---- QUOTED PASSAGE
Visual Basic for Applications/File Hashing in VBA

From Wikibooks, open books for an open world
Jump to navigation Jump to search

Summary[edit]

  • This section contains code for making file hashes, that is, hashes of entire files.
    • Several algorithms are provided, with output options for base64 or hex.
    • The code is made for single files, but the code given on an adjacent page, Folder Hashing in VBA, can be used for recursive hash listings, again with a choice of hashes and output options.
    • String hash routines are given in another section.
    • In general these hashes do not make use of a seed value, but to illustrate the method, the code contains one such example, (FileToSHA512SALT()). Please note that its output differs from that of the SHA512Managed class. A note exists in the respective procedure in case other salted (seeded) inputs are of interest.
    • These listed algorithms can hash any single file up to about 200MB (Mega Bytes) in length, beyond which an out of memory error will be generated in GetFileBytes(). Specific tests found that hashes work well for a 200MB zip file but fail for a 500MB zip file; the exact break point is unclear. For files larger than 200MB, other facilities exist.
--------
---- LISTED RECORDS
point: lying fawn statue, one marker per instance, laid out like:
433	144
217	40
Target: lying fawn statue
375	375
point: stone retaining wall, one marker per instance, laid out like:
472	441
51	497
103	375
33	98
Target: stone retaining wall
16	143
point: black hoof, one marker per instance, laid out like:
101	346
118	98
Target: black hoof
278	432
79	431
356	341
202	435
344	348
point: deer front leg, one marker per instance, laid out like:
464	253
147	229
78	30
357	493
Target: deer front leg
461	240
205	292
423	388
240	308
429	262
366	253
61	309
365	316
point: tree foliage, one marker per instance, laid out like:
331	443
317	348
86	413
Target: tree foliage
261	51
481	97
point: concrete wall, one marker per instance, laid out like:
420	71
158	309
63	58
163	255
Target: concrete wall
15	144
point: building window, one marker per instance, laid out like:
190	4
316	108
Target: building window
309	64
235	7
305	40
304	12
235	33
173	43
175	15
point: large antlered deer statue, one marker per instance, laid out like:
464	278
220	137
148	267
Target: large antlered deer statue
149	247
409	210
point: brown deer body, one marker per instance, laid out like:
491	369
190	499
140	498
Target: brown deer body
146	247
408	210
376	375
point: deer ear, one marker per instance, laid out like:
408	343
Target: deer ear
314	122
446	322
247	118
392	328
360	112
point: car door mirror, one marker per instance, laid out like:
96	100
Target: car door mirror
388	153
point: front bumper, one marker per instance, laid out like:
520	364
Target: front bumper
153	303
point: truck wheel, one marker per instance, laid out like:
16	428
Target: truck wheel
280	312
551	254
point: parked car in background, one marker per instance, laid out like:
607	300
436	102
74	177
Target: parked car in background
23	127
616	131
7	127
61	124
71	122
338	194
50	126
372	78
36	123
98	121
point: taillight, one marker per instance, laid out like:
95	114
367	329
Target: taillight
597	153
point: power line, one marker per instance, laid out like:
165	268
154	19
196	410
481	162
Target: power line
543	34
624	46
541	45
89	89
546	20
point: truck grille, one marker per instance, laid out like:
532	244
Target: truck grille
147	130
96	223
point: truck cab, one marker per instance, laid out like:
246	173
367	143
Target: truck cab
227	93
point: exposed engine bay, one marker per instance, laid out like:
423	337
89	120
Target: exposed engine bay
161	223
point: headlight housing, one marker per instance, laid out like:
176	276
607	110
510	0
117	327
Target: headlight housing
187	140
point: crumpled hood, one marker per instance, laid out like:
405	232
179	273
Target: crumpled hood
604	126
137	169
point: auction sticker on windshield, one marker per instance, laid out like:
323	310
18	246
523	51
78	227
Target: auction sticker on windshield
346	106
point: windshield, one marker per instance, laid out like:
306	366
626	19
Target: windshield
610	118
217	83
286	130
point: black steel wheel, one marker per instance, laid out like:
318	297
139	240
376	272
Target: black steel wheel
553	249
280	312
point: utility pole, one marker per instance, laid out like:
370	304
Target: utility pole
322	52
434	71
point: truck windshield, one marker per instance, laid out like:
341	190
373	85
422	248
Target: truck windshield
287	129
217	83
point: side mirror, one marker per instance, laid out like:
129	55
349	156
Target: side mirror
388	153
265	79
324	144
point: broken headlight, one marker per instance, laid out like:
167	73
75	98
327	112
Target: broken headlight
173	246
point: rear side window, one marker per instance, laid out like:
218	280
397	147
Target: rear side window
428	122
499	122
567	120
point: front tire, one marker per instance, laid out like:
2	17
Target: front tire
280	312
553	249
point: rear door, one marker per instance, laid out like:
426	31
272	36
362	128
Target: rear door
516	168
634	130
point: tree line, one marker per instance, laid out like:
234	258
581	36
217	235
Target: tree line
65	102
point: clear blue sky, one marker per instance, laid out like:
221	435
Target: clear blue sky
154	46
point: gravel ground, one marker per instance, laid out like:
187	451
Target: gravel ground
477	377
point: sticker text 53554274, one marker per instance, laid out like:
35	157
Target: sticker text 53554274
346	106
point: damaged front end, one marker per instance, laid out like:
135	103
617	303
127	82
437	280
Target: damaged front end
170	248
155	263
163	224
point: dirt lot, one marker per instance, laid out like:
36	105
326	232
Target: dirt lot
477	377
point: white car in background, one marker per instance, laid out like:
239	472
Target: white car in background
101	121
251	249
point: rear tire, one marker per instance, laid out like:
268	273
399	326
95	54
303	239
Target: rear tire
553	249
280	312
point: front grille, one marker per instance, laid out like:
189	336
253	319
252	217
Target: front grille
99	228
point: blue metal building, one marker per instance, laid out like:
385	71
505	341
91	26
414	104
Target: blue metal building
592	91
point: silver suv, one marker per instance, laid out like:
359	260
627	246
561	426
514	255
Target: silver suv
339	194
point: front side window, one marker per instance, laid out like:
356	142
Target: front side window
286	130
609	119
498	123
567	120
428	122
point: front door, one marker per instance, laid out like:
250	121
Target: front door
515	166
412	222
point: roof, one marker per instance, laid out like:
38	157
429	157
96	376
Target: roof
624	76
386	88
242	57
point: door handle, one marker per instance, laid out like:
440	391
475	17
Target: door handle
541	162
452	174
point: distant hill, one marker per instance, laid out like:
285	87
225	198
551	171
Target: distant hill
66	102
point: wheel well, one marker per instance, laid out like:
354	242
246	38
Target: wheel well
--------
**EXERCISE**
Decide whether each statement below agrees with the file hashing page, answering yes or no and quoting the words from the page that settle it. 1. The code offers output in either base64 or hex. 2. The output of FileToSHA512SALT() matches that of the SHA512Managed class. 3. In specific tests, the hashes worked for a 500MB zip file.

**CORRECT RESULT**
1. Yes: "Several algorithms are provided, with output options for base64 or hex."
2. No: "Please note that its output differs from that of the SHA512Managed class."
3. No: "Specific tests found that hashes work well for a 200MB zip file but fail for a 500MB zip file"